• [WRITTEN INSTRUCTION]: Copy the material below verbatim, leaving out the pictures.

• [RECORDS SUPPLIED]:

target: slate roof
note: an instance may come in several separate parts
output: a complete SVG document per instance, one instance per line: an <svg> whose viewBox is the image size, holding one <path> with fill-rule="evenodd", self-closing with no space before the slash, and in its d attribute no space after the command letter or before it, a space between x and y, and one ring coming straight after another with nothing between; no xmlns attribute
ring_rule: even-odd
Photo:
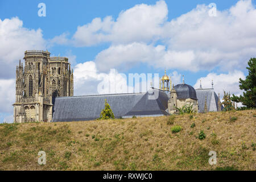
<svg viewBox="0 0 256 182"><path fill-rule="evenodd" d="M204 112L204 104L207 97L207 110L208 111L218 111L218 96L217 96L213 88L196 89L196 96L198 98L198 108L199 113ZM221 110L223 106L221 107Z"/></svg>
<svg viewBox="0 0 256 182"><path fill-rule="evenodd" d="M193 98L197 100L197 94L195 89L191 85L181 84L174 86L177 91L177 98Z"/></svg>
<svg viewBox="0 0 256 182"><path fill-rule="evenodd" d="M152 93L153 92L153 93ZM115 118L167 115L168 96L153 89L146 93L56 97L53 122L87 121L100 117L105 99Z"/></svg>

• [EXERCISE RESULT]:
target: slate roof
note: an instance may come in several separate parts
output: a complete SVG document per instance, one instance per line: an <svg> whose viewBox is the image size, holding one <path> with fill-rule="evenodd", self-closing with no space before the slash, and in its d attribute no space after the command letter or before it, a space between x and y, and one ring coming straight after another with nothing between; no xmlns attribute
ring_rule: even-odd
Photo:
<svg viewBox="0 0 256 182"><path fill-rule="evenodd" d="M204 112L204 104L207 97L207 110L208 111L218 111L218 96L217 96L213 88L196 89L196 96L198 98L198 108L199 113ZM221 110L223 106L221 107Z"/></svg>
<svg viewBox="0 0 256 182"><path fill-rule="evenodd" d="M193 98L197 100L197 94L195 89L191 85L181 84L174 86L177 91L177 98Z"/></svg>
<svg viewBox="0 0 256 182"><path fill-rule="evenodd" d="M152 93L153 92L153 93ZM115 118L167 115L168 96L153 89L146 93L56 97L53 122L87 121L100 117L105 99Z"/></svg>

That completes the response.